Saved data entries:
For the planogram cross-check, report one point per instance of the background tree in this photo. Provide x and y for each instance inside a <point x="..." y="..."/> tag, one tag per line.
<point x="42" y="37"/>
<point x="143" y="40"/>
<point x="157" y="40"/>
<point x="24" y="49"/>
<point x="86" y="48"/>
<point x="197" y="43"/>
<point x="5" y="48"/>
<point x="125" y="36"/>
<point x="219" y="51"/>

▶ PROBLEM DESCRIPTION: Output every line of the listing above, unchanged and in the same order.

▶ TASK ANSWER:
For the planogram cross-check, report one point per instance of the background tree in this photo. Provide x and y for each instance inside a <point x="..." y="..."/> tag, one tag per line.
<point x="42" y="37"/>
<point x="143" y="40"/>
<point x="157" y="40"/>
<point x="24" y="49"/>
<point x="86" y="48"/>
<point x="197" y="43"/>
<point x="5" y="48"/>
<point x="125" y="36"/>
<point x="219" y="51"/>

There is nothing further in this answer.